:: Assignment ::
When you reach the records, transcribe all of them exactly.

:: Provided records ::
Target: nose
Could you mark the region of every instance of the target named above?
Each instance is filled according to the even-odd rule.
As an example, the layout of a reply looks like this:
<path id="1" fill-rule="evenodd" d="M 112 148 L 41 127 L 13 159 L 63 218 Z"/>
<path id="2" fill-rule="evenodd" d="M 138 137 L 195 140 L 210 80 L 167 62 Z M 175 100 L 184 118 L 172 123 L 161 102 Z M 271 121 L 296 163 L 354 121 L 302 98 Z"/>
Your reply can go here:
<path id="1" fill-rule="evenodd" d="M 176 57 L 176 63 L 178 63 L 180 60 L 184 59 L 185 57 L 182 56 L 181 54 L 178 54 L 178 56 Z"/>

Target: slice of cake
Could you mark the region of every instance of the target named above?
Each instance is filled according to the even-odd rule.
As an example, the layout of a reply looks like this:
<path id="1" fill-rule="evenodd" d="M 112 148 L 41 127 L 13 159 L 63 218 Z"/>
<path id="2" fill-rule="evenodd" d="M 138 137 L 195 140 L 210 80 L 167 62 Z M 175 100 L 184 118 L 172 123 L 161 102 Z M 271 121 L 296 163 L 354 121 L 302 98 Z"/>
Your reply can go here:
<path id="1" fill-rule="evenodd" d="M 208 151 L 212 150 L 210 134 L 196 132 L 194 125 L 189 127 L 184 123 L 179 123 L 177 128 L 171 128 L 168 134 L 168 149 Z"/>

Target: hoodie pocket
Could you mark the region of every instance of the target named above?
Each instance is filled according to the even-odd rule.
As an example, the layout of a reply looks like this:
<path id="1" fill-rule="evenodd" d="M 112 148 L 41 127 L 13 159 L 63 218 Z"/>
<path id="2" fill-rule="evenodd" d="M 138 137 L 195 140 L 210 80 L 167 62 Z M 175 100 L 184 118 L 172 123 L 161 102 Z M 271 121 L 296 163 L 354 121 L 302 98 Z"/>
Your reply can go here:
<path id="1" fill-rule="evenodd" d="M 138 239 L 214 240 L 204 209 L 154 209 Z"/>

:: Your response ::
Target: nose
Could you mark the region of every instance of the target named above?
Each instance is filled according to the even-odd rule.
As an example, the layout of a reply looks like this:
<path id="1" fill-rule="evenodd" d="M 112 148 L 41 127 L 13 159 L 63 218 Z"/>
<path id="2" fill-rule="evenodd" d="M 138 137 L 195 140 L 210 80 L 167 62 Z M 175 100 L 184 118 L 172 123 L 161 102 Z M 271 121 L 296 163 L 354 121 L 302 98 Z"/>
Your reply can go here:
<path id="1" fill-rule="evenodd" d="M 176 57 L 176 63 L 178 63 L 180 60 L 184 59 L 185 57 L 182 56 L 181 54 L 178 54 L 178 56 Z"/>

Target: slice of cake
Could you mark the region of every instance of the target named above?
Each instance is filled according to the even-odd rule.
As an example, the layout of a reply looks like this:
<path id="1" fill-rule="evenodd" d="M 112 148 L 41 127 L 13 159 L 63 218 Z"/>
<path id="2" fill-rule="evenodd" d="M 138 137 L 195 140 L 210 80 L 167 62 Z M 175 100 L 184 118 L 172 123 L 161 102 Z M 271 121 L 296 163 L 354 121 L 302 98 Z"/>
Your reply can go here:
<path id="1" fill-rule="evenodd" d="M 208 151 L 212 150 L 210 134 L 196 132 L 194 125 L 189 127 L 184 123 L 179 123 L 177 128 L 171 128 L 168 134 L 168 149 Z"/>

Target: hoodie pocket
Could you mark the region of every instance of the target named above?
Each instance is filled according to the even-odd rule.
As an example, the layout of a reply looks like this:
<path id="1" fill-rule="evenodd" d="M 112 148 L 41 127 L 13 159 L 63 218 Z"/>
<path id="2" fill-rule="evenodd" d="M 138 137 L 195 140 L 210 80 L 167 62 Z M 175 100 L 184 118 L 172 123 L 161 102 Z M 271 121 L 296 163 L 354 121 L 302 98 Z"/>
Your reply can go here:
<path id="1" fill-rule="evenodd" d="M 138 239 L 214 240 L 204 209 L 154 209 Z"/>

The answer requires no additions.